§ Passage to read:
☆ ☆ ☆ ☆ ☆

Vista DRM Diatribe (and Cartman does Warcraft)
- IT TOPICS:Windows & Microsoft
Only 363 shopping days 'til Xmas! Yes, it's IT Blogwatch, in which Microsoft critics and defenders duke it out over Vista's DRM technology. Not to mention a South Park sendup of World of Warcraft addiction ...
Peter Gutmann takes aim with a 7,000-word analysis of Vista's DRM mechanisms:
Windows Vista includes an extensive reworking of core OS elements in order to provide content protection for so-called "premium content", typically HD data from Blu-Ray and HD-DVD sources. Providing this protection incurs considerable costs in terms of system performance, system stability, technical support overhead, and hardware and software cost. These issues affect not only users of Vista but the entire PC industry, since the effects of the protection measures extend to cover all hardware and software that will ever come into contact with Vista, even if it's not used directly with Vista ...
The Vista Content Protection specification could very well constitute the longest suicide note in history.
Applied Abstractions is appalled:
It seems like Microsoft is trying to close the "analog hole" by using market fiat to require all hardware vendors to downgrade performance unless all devices are certified as DRM-capable. ...
I'll withhold judgement until I hear from people who know hardware design better than me, but this sounds like a major stumbling block for Vista adoption. The underlying market dynamics in the computer market, as Nick Carr recently said it, is that "hardware wants to be software, and software wants to be free." The Vista content protection specs seem to want to reverse that. I don't think it will work, long-term: As Gutmann points out, cheap and single-use hardware devices can be created that circumvent premium content protection quite easily.
Nom du Keyboard, Slashdot, just knew there was something fishy:
I knew there had to be some reason for Vista's 800MB memory footprint. FOR GOD'S SAKE - WTF DOES AN O/S NEED 800MB FOR? Now we know. To screw us over and make everyone buy the latest Intel (and AMD) quad processors for acceptable performance.
This makes XP seem positively desirable, meaning MS will certainly shut down XP product activation soon.
Robotskip, Slashdot, comes to Redmond's defense:
Microsoft is damned if they do and damned if they don't. Microsoft finally fixed a hell of a lot of things in Windows and added a lot of things which were sorely missing and guess what ? Some small group of kids on a website complain about how Microsoft is 'forcing' it down their throat. ...
You know what I'm sick of having rammed down my throat ... ? FOSS. I don't have this silly inherent belief that all software should be free and I'm personally okay for paying for software someone like me worked hard to create. Sure, open source is wonderful (I use a lot of it, daily) but what many anti-Microsoft people want to admit (Or they're just to self-obsessed and ignorant to realise) is that Windows is basically perfectly fine for most consumers.

☆ ☆ ☆ ☆ ☆

§ Task requirements: Carry on the blog roundup on the Vista DRM debate, picking up right after its final sentence.

§ Source data:
☆ ☆ ☆ ☆ ☆

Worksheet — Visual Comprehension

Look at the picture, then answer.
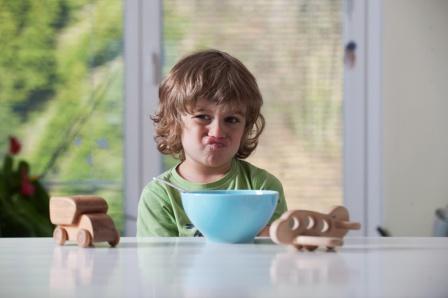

☆ ☆ ☆ ☆ ☆

§ Response to the task:
mmell, Slashdot: It's all about the business users:
Who is the primary adopter of Microsoft Operating Systems? Businesses!
Let me say that again: Businesses!
Most businesses aren't concerned that their employees may not be able to view HD content on their desktop PC's, as that is not what they hire people to do (in general). As long as Microsoft can assert that a desktop machine running Windows Vista will continue to be able to fulfill enterprise business requirements in a stable, reliable way there will be plenty of businesses perfectly ready to plunk down their money to get what Microsoft promises will be "the most stable and secure computing experience to date." ...
Don't like what you see in Vista? Too bad - once it's entrenched in business it'll make inroads in the home ...
To see these old chestnuts dragged out with every new version of Windows. There isn't a single new complaint since Windows95. Most of it unqualified paranoid ranting. Keep notes and you can be amused when all this starts again with Windows Vienna!
dspisak, Slashdot: It's a pack of lies!:
While I think Peter Gutmann is a capable fellow on the tech side I fail to see one piece of actual FACT presented in his paper that purports to support his rashly concluded suppositions.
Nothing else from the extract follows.